### EXCERPT
• • • • • • •

NOTE 2 — SIGNIFICANT ACCOUNTING POLICIES
     USE OF ESTIMATES
     The preparation of the consolidated financial statements requires management of the Company to make a number of estimates and assumptions relating to the reported amounts of assets and liabilities and the disclosure of contingent assets and liabilities at the date of the consolidated financial statements and the reported amounts of revenues and expenses during the reporting period.
     The Company’s estimates of crude oil and natural gas reserves are the most significant. All of the reserve data in this Form 10-K are estimates. Reservoir engineering is a subjective process of estimating underground accumulations of crude oil and natural gas. There are numerous uncertainties inherent in estimating quantities of proved crude oil and natural gas reserves. The accuracy of any reserve estimate is a function of the quality of available data and of engineering and geological interpretation and judgment. As a result, reserve estimates may be different from the quantities of crude oil and natural gas that are ultimately recovered.

• • • • • • •

### DATASET ENTRIES
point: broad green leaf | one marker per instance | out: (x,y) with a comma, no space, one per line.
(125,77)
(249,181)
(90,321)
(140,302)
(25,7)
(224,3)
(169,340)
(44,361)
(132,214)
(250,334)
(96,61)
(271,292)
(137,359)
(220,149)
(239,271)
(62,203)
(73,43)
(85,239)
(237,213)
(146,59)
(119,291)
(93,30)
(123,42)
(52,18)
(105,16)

• • • • • • •

### SET TASKS
a) According to the accounting policies note, which of the Company's estimates are the most significant?
b) Reproduce the passage of the accounting policies note between "NOTE 2 — SIGNIFICANT" and "the reporting period.", inclusive.

### SOLUTIONS BELOW
a) Its estimates of crude oil and natural gas reserves.

b)
NOTE 2 — SIGNIFICANT ACCOUNTING POLICIES
     USE OF ESTIMATES
     The preparation of the consolidated financial statements requires management of the Company to make a number of estimates and assumptions relating to the reported amounts of assets and liabilities and the disclosure of contingent assets and liabilities at the date of the consolidated financial statements and the reported amounts of revenues and expenses during the reporting period.